◆ Text passage
I thought Spiderman 2 would be great but it was a letdown.


----------



## Dark Schneider (Mar 8, 2007)

Oh god yes!

The first LOTR! I lost hope in humanity that faithful day. I expected a load of awesomeness judging by all the rave/phenominal reviews from everyone ( and I mean everyone) --instead it was three long hours of boring and pointless crap.

As the ol' sayin' goes : If it's too good to be true, it most certainly is.


----------



## Kiba_and_Pals (Mar 8, 2007)

I recently wayched The Number 23 thinking it would be really good. Good lord was I wrong it was terrible and seemed soooo unbelievable. I am a movie fanatic and mostly love the movies i choose to see but that one was terrible.


----------



## AshCrestedHeart (Mar 8, 2007)

underworld: evolutions disappointed me.


----------



## coriander (Mar 8, 2007)

yes, that's why when it comes to blockbuster movies i always don't set high expectations. it's better to expect less and then be satisfied because the movie went way over your expectations than expect high of it and just end up being disappointed.. ^_^


----------



## kingbayo (Mar 8, 2007)

i think that mortal kombat 2 was a disgrace to even the worst of movies...

Named-object pointing records
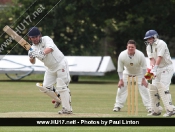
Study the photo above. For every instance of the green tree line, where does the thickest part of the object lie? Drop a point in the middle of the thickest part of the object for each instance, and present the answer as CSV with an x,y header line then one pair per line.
x,y
90,27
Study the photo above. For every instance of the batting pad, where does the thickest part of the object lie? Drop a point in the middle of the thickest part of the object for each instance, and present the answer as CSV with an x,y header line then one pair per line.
x,y
154,98
65,98
164,94
49,92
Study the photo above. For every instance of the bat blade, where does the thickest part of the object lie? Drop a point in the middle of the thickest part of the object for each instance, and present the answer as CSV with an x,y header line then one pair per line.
x,y
17,38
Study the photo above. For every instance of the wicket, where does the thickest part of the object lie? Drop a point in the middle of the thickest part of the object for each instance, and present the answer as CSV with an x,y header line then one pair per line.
x,y
132,100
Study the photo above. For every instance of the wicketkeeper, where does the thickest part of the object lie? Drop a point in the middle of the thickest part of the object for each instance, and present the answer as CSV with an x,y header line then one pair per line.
x,y
162,69
44,49
131,62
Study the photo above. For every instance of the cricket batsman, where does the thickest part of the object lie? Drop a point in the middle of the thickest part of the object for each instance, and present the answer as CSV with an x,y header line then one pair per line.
x,y
162,70
57,72
131,62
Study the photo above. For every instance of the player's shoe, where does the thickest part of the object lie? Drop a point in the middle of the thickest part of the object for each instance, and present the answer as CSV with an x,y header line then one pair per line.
x,y
57,104
169,113
116,109
64,111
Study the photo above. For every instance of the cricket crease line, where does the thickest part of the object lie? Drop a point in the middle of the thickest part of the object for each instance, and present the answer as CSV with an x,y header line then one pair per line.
x,y
37,23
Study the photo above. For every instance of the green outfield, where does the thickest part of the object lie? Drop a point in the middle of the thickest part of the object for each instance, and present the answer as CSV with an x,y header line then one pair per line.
x,y
91,97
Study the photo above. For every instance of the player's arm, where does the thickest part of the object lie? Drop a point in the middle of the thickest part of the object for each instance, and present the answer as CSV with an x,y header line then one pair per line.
x,y
47,50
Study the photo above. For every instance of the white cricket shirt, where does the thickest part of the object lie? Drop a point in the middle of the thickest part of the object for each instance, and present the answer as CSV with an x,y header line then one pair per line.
x,y
52,59
159,48
131,65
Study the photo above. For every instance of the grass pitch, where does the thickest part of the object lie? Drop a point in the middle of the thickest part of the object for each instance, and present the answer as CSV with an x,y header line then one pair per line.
x,y
91,97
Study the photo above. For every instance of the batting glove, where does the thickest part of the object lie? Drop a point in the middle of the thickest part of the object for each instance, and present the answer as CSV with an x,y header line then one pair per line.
x,y
40,55
154,70
148,75
31,54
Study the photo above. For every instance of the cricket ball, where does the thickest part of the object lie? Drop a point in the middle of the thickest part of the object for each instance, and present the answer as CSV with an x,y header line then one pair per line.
x,y
53,101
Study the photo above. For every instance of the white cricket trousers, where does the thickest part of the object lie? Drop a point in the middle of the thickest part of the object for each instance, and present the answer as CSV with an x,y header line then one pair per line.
x,y
122,93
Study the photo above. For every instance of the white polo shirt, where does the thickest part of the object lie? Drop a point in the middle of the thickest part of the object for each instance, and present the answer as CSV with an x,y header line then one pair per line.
x,y
131,65
159,48
52,59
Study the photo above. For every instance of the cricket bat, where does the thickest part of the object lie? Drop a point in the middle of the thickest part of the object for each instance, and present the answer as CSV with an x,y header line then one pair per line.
x,y
17,38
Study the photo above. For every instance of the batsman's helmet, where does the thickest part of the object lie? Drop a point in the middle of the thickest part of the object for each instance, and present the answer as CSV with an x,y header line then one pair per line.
x,y
150,34
34,31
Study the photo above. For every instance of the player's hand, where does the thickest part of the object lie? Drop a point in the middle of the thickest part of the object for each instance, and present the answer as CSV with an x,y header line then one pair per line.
x,y
121,83
31,54
149,75
40,55
144,82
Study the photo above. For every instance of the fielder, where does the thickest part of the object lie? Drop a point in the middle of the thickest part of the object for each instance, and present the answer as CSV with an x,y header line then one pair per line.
x,y
131,62
162,69
44,49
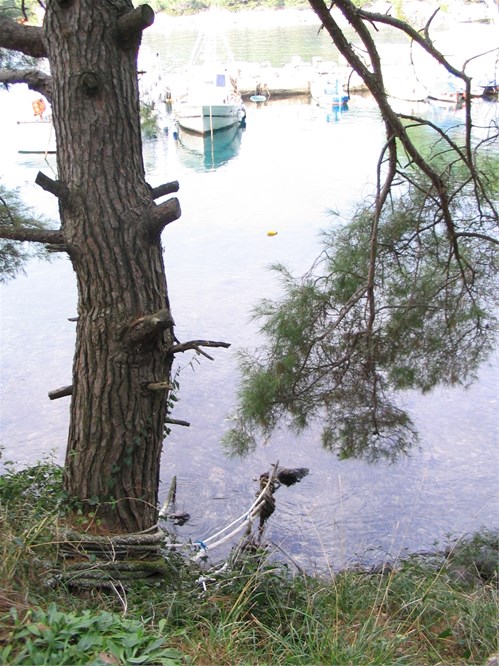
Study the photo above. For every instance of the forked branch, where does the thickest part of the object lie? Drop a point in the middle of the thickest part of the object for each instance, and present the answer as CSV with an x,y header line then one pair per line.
x,y
196,346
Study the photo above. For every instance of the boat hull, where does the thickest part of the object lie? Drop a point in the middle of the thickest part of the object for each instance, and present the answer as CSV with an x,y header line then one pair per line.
x,y
204,119
35,137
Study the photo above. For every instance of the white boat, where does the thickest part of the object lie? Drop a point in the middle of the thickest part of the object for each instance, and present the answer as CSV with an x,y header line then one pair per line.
x,y
328,92
208,152
35,137
210,101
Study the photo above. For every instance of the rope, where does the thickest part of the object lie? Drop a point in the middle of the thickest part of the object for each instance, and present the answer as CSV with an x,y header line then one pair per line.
x,y
247,517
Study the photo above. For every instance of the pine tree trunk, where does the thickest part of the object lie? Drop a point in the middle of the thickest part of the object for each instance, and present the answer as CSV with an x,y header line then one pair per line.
x,y
124,330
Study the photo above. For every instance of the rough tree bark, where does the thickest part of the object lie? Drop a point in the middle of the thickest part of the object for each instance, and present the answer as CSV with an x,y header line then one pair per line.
x,y
111,228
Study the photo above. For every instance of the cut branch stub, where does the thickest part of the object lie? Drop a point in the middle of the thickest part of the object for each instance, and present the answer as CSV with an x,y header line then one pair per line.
x,y
50,236
159,386
162,215
196,344
132,24
181,422
55,187
147,327
163,190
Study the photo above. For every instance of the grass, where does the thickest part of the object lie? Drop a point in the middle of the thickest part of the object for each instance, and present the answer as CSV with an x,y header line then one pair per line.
x,y
253,612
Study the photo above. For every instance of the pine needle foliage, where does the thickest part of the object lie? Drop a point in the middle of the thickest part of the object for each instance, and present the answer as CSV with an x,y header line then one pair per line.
x,y
340,345
15,214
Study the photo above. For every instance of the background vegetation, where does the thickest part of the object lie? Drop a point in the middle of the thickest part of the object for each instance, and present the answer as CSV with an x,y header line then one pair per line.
x,y
433,609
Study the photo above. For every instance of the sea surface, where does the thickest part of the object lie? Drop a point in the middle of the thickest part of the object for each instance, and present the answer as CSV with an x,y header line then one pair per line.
x,y
294,170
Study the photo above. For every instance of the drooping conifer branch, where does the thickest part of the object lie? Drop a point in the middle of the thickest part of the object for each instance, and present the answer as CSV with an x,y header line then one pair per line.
x,y
132,24
146,327
162,215
163,190
33,78
27,39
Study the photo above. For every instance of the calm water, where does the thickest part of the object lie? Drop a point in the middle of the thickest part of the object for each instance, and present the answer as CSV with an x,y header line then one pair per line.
x,y
284,172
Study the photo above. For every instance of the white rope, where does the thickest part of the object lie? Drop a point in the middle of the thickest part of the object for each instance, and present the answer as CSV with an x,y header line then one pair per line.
x,y
244,516
247,517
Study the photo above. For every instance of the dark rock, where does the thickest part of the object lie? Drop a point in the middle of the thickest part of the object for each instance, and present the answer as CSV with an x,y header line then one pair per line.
x,y
179,518
289,476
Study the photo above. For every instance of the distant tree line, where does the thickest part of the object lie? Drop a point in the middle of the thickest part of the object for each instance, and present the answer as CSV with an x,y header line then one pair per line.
x,y
182,7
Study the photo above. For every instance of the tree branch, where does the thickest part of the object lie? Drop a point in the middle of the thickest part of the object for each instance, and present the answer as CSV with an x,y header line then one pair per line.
x,y
61,392
27,39
55,187
162,215
33,78
196,344
146,327
186,424
166,188
51,236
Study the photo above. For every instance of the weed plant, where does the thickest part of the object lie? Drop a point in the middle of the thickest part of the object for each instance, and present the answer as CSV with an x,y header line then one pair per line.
x,y
253,610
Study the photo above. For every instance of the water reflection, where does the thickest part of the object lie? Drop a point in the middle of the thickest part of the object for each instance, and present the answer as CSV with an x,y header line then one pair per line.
x,y
211,151
290,168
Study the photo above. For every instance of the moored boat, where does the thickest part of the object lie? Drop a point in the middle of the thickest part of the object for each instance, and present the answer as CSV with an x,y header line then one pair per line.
x,y
328,92
210,101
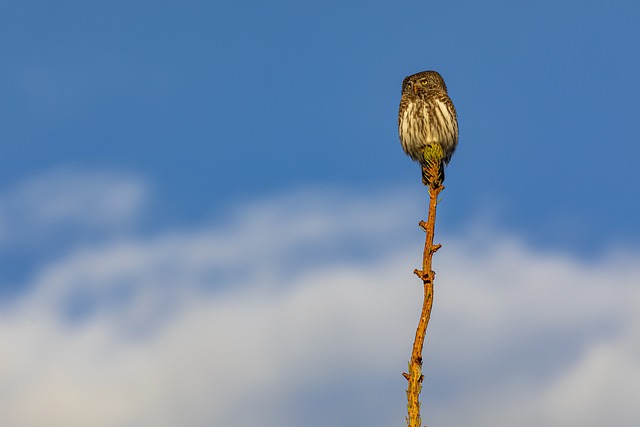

◆ Written request
Please give the part of the movie thread that opens with the words "## Dark Schneider" and closes with "most certainly is." again, swapping "LOTR" for "Lord of the Rings".

◆ Written answer
## Dark Schneider (Mar 8, 2007)

Oh god yes!

The first Lord of the Rings! I lost hope in humanity that faithful day. I expected a load of awesomeness judging by all the rave/phenominal reviews from everyone ( and I mean everyone) --instead it was three long hours of boring and pointless crap.

As the ol' sayin' goes : If it's too good to be true, it most certainly is.